[Stored entries]
· · ·
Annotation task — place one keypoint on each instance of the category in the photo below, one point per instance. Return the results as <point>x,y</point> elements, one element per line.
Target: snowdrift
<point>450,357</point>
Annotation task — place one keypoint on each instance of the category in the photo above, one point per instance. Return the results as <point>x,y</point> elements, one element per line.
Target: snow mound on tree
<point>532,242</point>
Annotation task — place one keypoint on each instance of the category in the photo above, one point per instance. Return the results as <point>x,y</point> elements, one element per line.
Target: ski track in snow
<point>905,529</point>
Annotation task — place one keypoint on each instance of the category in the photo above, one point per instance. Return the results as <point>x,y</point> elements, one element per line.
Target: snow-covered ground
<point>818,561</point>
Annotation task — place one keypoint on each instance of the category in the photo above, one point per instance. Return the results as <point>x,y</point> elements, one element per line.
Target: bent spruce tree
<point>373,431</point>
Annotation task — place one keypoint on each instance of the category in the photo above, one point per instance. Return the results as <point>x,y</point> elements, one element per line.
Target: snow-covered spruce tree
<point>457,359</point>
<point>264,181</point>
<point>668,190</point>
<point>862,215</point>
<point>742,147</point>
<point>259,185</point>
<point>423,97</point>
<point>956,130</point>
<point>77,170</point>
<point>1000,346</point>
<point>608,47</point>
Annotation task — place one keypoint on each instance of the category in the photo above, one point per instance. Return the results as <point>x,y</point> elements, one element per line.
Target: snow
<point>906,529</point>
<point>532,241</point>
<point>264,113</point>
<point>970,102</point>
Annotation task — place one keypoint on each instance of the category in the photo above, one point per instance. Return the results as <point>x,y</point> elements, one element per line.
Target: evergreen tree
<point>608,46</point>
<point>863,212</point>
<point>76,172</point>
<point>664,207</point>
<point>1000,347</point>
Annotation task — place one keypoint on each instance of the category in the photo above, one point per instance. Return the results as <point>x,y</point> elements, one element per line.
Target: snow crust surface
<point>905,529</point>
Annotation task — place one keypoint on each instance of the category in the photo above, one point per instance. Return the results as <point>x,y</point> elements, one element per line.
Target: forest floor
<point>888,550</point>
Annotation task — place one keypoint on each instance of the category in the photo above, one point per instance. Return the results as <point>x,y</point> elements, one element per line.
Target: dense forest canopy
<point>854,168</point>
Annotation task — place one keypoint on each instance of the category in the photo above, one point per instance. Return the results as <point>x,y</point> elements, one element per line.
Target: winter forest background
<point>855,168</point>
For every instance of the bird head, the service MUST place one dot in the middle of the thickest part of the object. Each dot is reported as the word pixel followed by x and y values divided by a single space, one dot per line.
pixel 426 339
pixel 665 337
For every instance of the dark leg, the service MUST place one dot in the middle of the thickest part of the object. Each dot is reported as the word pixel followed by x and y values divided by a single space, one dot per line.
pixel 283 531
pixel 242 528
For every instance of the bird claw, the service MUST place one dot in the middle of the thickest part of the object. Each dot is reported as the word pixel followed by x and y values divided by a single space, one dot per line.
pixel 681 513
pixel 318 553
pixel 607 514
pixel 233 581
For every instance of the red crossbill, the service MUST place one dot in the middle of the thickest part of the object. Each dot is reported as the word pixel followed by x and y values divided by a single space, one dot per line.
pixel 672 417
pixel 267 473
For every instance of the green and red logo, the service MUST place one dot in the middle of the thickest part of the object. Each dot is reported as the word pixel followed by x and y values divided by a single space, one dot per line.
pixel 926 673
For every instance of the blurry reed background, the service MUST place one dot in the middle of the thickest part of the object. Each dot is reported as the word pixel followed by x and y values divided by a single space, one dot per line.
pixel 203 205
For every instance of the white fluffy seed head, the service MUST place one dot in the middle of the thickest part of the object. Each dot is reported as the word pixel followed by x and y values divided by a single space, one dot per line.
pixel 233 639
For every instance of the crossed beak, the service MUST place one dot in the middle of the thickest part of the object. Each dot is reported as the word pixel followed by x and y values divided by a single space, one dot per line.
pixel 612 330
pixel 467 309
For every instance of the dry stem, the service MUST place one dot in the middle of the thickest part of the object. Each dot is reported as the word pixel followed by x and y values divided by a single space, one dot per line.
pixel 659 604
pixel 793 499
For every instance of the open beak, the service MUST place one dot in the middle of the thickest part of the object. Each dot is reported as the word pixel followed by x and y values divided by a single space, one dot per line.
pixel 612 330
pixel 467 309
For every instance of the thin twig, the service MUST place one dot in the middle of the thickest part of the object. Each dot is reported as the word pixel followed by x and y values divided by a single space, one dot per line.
· · ·
» WORK TASK:
Repeat the data word for word.

» TASK ANSWER:
Annotation task — place one keypoint on each instance of the category in the photo below, one point per instance. Return the results as <point>x,y</point> elements, one element per line.
Target: snowdrift
<point>450,357</point>
Annotation task — place one keypoint on each instance of the category in the photo above, one point per instance. Return the results as <point>x,y</point> elements, one element per line.
Target: snow mound on tree
<point>532,242</point>
Annotation task — place one keypoint on each instance of the category in the photo above, one point per instance. Return the results as <point>x,y</point> elements, one element per line.
Target: ski track in snow
<point>905,529</point>
Annotation task — place one keypoint on each instance of the category in the photo above, one point per instance. Return the results as <point>x,y</point> elements, one element per line.
Target: snow-covered ground
<point>818,561</point>
Annotation task — place one keypoint on each instance of the category in the photo above, one point per instance. Return the results as <point>x,y</point> elements, one element per line.
Target: bent spruce tree
<point>373,431</point>
Annotation task — place one keypoint on each instance of the category in the photo above, one point per instance. Return the results as <point>x,y</point> elements, one element per line.
Target: snow-covered spruce tree
<point>457,359</point>
<point>264,181</point>
<point>668,190</point>
<point>862,215</point>
<point>742,147</point>
<point>259,185</point>
<point>423,97</point>
<point>956,130</point>
<point>77,170</point>
<point>1000,346</point>
<point>608,47</point>
Annotation task — place one keypoint on each instance of the category in the photo above, one point per instance. Return the results as <point>x,y</point> elements, one element per line.
Target: snow
<point>906,529</point>
<point>532,241</point>
<point>264,113</point>
<point>970,102</point>
Annotation task — place one keypoint on each instance of the category in the photo above, one point per instance. Return the results as <point>x,y</point> elements, one element per line.
Target: evergreen tree
<point>608,46</point>
<point>863,212</point>
<point>76,172</point>
<point>664,207</point>
<point>1000,347</point>
Annotation task — place one keypoint on each instance of the category in the photo above, one point per instance. Return the results as <point>x,y</point> elements, one element per line.
Target: snow crust surface
<point>905,529</point>
Annotation task — place one keypoint on each instance of the category in the photo above, one point per instance. Return the results as <point>x,y</point> elements, one element per line.
Target: forest floor
<point>888,550</point>
Annotation task — place one keypoint on each instance of the category in the photo above, one point per instance. Return the results as <point>x,y</point> elements, one element per line.
Target: dense forest canopy
<point>854,168</point>
Annotation task — place one keypoint on each instance of the category in the photo above, one point per instance. Return the results as <point>x,y</point> elements, one element per line.
Target: winter forest background
<point>855,168</point>
For every instance of the bird head, the service MUST place one dot in the middle of the thickest part of the object. Each dot is reported as the word pixel followed by x and y values divided by a single space, one dot per line.
pixel 426 339
pixel 665 337
For every instance of the dark leg, the service MUST place one dot in the middle of the thickest part of the object. Each dot is reported as the word pixel followed by x and y values divided by a single space, one dot per line.
pixel 283 531
pixel 242 528
For every instance of the bird claw, the service MUST place one dot in the middle of the thickest part of the object. Each dot is reported as the word pixel followed by x and y values divided by a single space, one dot per line.
pixel 681 513
pixel 318 553
pixel 607 514
pixel 233 581
For every instance of the red crossbill, the service MUST place one dot in the middle of the thickest part of the object. Each dot is reported as the word pixel followed by x and y values divided by a single space, one dot per line.
pixel 672 417
pixel 267 473
For every instance of the green and red logo, the service MUST place one dot in the middle of the thickest part of the object. Each dot is reported as the word pixel followed by x and y values divided by a single space, one dot per line.
pixel 926 673
For every instance of the blurry reed background, the service MUST place one dot in the middle of the thickest part of the object. Each dot is reported as the word pixel followed by x and y values divided by a single space, one dot per line.
pixel 203 205
For every instance of the white fluffy seed head, the service MUST place one dot in the middle of the thickest part of the object. Each dot is reported as the word pixel followed by x and y values divided by a single space, one dot per line.
pixel 233 639
For every instance of the crossed beak, the service MUST place one dot in the middle of the thickest part of the object. Each dot is reported as the word pixel followed by x and y values divided by a single space, one dot per line.
pixel 612 330
pixel 467 309
For every instance of the dry stem, the service MUST place one dot in the middle of the thickest part of the object. Each dot is reported as the word pixel followed by x and y values divided by a single space, one dot per line.
pixel 659 604
pixel 793 499
For every instance of the open beak, the service MUST place one dot in the middle of the thickest part of the object. Each dot is reported as the word pixel followed by x and y values divided by a single space, one dot per line.
pixel 612 330
pixel 467 309
For every instance of the thin twig, the service MUST place one dot in the middle of the thickest part of the object. Each dot is reported as the word pixel followed by x and y values divided by a single space, one dot per line.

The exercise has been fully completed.